-- PROBLEM TO SOLVE --
In the music post, what has taken the place of the writer's dollar store mini radios for dog walks and bike rides?

-- PAGE EXTRACT --
+ + + +

Question 1:  What is my total volume of music?
Well, if you don’t count my husband’s music collection, my answer would be roughly six cassette tapes that I bought
in college and law school (though they may now be corroded beyond
functionality).  But my husband has about 100 CDs, a pretty good stack
of vinyl albums and a 10.6 GB MP3 library of 2947 songs that he’s
transferred over to my computer.  In general, either at home
(especially during those periods when I had my own place) or work, I’ve
always preferred listening to radio, either music stations or talk,
just because I’ve always felt more connected to the outside world. 
Playing music on CD or stereo while home is a little isolating, though
when I’m outside walking the dog or on my bike, it’s different.  There,
the cool ipod shuffle that my husband gave me for my birthday a few
weeks ago has replaced my dollar store mini radios that never got much
reception anyway.

+ + + +

-- Lines of data --
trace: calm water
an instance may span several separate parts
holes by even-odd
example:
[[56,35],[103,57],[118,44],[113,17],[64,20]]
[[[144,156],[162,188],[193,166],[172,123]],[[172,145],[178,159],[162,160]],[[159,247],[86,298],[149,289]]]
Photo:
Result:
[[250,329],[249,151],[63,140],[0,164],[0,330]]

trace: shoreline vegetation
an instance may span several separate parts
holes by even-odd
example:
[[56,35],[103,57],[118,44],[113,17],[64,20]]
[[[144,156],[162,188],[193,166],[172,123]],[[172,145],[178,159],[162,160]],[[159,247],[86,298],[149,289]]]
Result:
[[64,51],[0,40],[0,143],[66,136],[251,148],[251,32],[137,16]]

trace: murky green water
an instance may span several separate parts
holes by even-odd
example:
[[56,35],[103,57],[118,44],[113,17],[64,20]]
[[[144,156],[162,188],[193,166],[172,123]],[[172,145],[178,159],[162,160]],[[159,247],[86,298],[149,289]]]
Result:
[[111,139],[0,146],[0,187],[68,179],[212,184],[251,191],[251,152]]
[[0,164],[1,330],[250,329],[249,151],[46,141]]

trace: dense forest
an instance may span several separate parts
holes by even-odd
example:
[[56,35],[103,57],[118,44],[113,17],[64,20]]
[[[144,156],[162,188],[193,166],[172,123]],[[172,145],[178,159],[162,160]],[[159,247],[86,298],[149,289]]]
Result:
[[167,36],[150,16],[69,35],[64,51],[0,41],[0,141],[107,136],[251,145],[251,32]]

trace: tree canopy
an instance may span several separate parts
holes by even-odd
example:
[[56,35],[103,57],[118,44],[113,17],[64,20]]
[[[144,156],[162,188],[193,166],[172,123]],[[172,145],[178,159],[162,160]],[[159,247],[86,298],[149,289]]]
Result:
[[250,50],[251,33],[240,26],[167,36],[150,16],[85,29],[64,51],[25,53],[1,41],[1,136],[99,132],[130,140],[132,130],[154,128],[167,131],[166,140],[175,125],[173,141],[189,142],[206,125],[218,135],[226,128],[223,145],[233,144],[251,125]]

+ + + +

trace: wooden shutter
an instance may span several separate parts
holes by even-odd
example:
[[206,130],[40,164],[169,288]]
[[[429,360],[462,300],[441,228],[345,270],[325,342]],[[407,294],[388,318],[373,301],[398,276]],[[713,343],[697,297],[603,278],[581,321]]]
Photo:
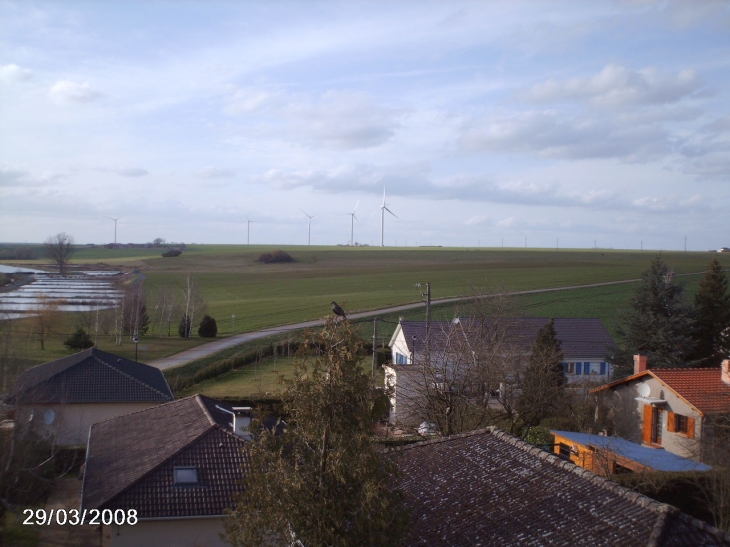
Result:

+ + + +

-- RESULT FOR THIS TASK --
The iPod Shuffle that the writer's husband gave as a birthday gift a few weeks ago.